DOCUMENT TEXT

That’s a really important point. It’s a lot easier to say there’s a conspiracy than to look in the mirror and hold ourselves accountable for the collective debasement of our civic and political culture. That’s challenging.

I think one of the things that was shocking to me about this electoral cycle is how much people are lying to themselves in both parties, and on both ends of the spectrum. I really am a conservative. The people that argue with me endlessly in person and on Twitter about how great Hillary Clinton really was are delusional. This was a choice between two really bad candidates. I voted for Clinton, and I argued for voting for Clinton as being the less bad, more system-preserving choice.

Not every decision you make has to be a completely great decision that wins you a trophy for being virtuous.

People have always been wedded to their own prior assumptions and beliefs. Now they have immediate feedback on Twitter, Facebook and other social media. The idea is a projection of themselves. The public can argue with experts and convince themselves they have equal expertise.

What you find is that they’re not really wedded to a particular view, they’re wedded to the notion that they are the peer of the person they’re talking to. That’s what’s really important to them.

Do you think our brains are equipped to deal with the onslaught of technology, and the way the internet, for example, can circulate propaganda, lies and false information?

I think that most people, if they properly develop their own internal compass, can nullify lots of propaganda.

It is one thing to say "I know Alex Jones is full of crap!" But to know how full of crap he is you’re going to have to sit down and you’re going to have to read a newspaper. You’re going to have to make a decision about what you’re looking at. You’re going to have to turn the TV off for a minute and think about whether or not what you just heard makes sense to you as a human being, and people just won’t do it. I don’t know how to make them do it. This is where I become a kind of annoying elitist. I think in a lot of those cases where people are just aggressively, willfully stupid, there is no way to break through that, and I don’t know what to do about it.

TASK 1
In the interview, which candidate does the speaker say they voted for?
TASK 2
Rewrite the part of the interview that opens with the words "People have always" and closes with "have equal expertise.", and swap "experts" for "specialists".
TASK 3
Please continue the interview from the point where it stops.

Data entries
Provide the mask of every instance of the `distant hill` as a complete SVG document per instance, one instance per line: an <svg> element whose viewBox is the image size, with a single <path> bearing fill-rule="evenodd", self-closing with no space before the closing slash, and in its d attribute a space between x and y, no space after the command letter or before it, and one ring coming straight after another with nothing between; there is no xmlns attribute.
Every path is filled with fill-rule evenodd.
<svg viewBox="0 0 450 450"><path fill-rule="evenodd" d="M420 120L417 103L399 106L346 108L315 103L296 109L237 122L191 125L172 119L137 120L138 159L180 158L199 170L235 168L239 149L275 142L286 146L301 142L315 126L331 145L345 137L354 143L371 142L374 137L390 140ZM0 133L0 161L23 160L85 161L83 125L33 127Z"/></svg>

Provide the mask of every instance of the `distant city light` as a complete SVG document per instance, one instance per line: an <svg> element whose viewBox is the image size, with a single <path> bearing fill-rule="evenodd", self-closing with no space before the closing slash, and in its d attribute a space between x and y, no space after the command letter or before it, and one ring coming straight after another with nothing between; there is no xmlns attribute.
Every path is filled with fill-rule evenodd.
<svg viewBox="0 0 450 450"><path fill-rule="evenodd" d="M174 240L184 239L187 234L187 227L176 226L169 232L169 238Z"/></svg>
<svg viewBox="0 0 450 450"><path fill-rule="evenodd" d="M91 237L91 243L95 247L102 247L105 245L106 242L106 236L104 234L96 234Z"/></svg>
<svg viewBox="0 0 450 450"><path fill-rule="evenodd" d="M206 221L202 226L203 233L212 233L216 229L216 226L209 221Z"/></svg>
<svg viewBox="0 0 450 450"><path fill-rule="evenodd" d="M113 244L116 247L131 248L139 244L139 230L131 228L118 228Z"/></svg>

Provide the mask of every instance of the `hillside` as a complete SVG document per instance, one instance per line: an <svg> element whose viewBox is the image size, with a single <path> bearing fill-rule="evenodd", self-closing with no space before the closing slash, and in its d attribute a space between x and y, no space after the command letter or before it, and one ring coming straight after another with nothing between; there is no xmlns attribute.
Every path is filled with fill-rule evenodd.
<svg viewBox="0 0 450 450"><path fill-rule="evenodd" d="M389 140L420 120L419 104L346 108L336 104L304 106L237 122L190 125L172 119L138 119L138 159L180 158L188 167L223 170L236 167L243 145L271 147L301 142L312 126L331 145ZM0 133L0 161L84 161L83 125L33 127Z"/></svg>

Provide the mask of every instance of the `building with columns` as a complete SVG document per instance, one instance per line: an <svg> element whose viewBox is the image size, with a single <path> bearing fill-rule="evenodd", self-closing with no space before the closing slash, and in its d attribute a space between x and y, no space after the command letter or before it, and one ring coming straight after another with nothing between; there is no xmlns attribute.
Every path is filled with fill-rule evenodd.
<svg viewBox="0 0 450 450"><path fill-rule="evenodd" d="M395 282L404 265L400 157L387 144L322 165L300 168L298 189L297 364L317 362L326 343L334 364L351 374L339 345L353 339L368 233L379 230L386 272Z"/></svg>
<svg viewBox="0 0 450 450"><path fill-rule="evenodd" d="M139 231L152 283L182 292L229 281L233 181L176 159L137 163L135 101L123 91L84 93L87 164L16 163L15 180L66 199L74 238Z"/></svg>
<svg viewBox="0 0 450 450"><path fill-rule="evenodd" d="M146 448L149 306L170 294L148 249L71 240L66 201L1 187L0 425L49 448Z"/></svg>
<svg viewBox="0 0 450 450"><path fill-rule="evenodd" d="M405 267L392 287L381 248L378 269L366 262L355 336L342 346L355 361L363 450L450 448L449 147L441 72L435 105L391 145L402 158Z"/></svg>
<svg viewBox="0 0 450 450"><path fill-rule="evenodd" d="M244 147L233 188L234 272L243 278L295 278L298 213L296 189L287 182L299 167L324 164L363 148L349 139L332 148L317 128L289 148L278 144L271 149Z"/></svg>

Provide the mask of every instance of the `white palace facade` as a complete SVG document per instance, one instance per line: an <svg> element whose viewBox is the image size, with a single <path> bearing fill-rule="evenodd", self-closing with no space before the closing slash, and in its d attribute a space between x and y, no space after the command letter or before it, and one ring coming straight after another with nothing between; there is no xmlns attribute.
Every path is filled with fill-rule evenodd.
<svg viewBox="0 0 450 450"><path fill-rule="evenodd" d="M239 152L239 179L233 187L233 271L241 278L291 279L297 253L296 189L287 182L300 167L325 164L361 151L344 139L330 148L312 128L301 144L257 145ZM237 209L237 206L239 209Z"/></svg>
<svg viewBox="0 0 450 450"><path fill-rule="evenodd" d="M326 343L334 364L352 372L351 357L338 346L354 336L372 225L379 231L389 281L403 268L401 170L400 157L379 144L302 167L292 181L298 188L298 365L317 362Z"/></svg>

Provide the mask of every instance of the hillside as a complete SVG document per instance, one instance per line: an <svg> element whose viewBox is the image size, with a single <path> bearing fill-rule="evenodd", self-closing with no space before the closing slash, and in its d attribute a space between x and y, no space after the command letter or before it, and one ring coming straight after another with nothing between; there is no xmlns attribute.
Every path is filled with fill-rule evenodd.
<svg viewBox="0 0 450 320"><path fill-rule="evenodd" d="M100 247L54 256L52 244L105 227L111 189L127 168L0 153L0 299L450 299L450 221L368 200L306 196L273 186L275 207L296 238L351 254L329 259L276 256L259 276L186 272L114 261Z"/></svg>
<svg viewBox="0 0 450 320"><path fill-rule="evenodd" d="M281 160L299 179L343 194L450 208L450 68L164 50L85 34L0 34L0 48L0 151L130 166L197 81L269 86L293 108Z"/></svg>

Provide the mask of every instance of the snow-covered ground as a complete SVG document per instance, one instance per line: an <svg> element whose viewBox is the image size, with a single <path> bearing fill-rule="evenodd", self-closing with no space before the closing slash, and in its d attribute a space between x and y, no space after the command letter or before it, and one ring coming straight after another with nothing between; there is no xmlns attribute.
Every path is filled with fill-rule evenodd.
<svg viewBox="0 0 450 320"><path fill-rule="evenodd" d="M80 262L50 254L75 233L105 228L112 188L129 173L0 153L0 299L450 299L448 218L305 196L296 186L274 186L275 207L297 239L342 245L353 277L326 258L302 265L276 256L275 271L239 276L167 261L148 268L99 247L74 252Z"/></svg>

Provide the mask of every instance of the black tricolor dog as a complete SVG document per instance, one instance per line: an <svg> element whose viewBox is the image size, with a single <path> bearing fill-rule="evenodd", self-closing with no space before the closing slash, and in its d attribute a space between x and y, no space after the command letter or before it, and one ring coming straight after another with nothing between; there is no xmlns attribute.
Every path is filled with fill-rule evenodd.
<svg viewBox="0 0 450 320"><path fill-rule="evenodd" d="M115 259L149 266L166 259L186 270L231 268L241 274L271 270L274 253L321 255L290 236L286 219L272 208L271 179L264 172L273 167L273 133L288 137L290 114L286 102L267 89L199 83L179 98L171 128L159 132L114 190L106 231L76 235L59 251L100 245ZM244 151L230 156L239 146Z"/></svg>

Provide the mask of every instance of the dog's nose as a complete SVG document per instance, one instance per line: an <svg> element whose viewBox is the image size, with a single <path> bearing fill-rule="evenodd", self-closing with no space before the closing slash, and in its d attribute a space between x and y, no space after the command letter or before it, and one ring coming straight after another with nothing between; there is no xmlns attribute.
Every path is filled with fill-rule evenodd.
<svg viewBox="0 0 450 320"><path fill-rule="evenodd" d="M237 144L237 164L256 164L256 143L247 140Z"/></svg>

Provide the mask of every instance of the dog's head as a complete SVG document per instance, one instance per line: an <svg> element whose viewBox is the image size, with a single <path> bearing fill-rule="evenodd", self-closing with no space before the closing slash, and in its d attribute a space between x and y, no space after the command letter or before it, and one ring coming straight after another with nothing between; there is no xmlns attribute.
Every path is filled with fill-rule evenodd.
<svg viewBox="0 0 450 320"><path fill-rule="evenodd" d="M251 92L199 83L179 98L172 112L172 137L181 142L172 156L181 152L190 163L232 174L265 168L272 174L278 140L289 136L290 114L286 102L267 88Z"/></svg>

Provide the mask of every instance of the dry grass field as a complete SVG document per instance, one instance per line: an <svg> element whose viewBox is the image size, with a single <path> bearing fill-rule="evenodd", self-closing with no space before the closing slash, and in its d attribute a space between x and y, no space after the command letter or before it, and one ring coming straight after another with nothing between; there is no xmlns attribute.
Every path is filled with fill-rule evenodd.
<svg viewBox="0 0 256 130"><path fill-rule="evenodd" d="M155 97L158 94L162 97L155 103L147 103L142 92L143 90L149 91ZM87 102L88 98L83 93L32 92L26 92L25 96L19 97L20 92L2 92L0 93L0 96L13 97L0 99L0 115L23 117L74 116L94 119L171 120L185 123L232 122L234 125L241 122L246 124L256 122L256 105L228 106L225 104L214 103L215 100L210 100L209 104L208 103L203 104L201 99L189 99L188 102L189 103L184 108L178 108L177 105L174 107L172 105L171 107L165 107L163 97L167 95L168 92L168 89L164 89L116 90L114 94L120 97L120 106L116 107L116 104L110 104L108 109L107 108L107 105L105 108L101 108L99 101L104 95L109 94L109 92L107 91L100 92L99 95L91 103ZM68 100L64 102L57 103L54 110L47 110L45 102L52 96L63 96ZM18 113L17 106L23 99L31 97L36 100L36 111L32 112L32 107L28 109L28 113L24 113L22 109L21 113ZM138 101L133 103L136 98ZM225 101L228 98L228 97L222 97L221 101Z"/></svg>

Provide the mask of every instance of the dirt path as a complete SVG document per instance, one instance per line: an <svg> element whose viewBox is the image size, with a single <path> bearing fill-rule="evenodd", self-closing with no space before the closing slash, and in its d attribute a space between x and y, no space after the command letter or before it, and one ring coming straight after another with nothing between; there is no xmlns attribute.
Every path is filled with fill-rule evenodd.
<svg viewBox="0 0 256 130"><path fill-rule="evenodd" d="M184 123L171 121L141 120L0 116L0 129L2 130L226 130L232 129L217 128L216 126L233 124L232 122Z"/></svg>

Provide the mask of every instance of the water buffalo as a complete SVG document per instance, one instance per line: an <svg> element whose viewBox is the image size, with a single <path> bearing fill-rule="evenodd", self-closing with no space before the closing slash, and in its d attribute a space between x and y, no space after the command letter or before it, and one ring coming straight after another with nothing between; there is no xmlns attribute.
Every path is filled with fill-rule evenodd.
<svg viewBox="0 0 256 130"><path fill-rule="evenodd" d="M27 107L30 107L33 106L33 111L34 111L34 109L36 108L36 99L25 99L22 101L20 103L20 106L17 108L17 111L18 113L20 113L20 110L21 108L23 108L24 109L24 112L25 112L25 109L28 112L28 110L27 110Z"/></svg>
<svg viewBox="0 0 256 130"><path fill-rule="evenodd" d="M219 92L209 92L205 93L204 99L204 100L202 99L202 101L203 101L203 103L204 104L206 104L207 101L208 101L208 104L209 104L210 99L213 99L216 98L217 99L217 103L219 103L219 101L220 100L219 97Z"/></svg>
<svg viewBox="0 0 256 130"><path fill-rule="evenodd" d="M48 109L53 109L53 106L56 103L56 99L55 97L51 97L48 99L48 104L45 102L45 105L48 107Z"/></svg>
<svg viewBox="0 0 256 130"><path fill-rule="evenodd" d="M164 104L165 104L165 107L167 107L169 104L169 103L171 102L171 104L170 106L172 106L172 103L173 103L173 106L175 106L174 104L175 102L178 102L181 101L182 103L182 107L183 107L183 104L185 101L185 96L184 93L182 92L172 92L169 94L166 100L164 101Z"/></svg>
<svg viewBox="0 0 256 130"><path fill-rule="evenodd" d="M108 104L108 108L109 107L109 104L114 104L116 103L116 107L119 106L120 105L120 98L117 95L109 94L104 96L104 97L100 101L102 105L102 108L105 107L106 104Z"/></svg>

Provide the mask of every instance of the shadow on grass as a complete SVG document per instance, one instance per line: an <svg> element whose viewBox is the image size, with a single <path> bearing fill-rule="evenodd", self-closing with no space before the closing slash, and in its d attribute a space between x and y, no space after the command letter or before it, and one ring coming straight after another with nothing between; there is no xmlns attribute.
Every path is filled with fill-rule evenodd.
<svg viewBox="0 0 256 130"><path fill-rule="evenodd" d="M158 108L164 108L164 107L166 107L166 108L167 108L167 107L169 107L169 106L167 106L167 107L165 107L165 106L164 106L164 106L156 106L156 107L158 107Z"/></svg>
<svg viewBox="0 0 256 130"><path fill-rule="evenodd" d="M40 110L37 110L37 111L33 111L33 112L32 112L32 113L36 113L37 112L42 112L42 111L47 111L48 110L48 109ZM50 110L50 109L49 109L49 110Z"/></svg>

WRITTEN ANSWER 1
Hillary Clinton

WRITTEN ANSWER 2
People have always been wedded to their own prior assumptions and beliefs. Now they have immediate feedback on Twitter, Facebook and other social media. The idea is a projection of themselves. The public can argue with specialists and convince themselves they have equal expertise.

WRITTEN ANSWER 3
Being an expert means knowing what you don’t know. With the internet, you just find what you want and there’s no context, there are no footnotes, there are no end notes.

Absolutely right. This is where technology is a problem. The way we surf the internet is, in fact, reordering the neurons in our brain. Children are now learning not to read, they’re learning to search and scan and take visual cues off a screen. It makes their tolerance for reading lower and lower and lower. I’ve taught at a half a dozen universities, and the one thing I’ve noticed is that the students' capacity for sustained reading has been dropping, practically in a straight line.

Is this moment, with the rise of Trump and all the horrible things he represents, a backlash against the Enlightenment?

I think that's hyperbolic.

For example, we understood that putting men in space is a big deal. That’s hard. It’s amazing that any of them live and we hope these guys get home. I think now we’ve become so inured to it. Even in the ’70s, we did. I can remember we were driving dune buggies around on the moon. We stopped going because it got boring. We will go through another period where lives are extended, or certain diseases are overcome, or new types of rapid travel are invented. People will again see the merits of science and reason and that all those things are very difficult. This is where I become pessimistic. I am hopeful that it doesn’t take a war, or another Great Depression, or a pandemic, to remind people that experts are really important.

I think when it ends it’s going to be an immensely sobering experience. But it’s also going to be a traumatic and socially divisive experience, even worse than the one we Americans are living through now.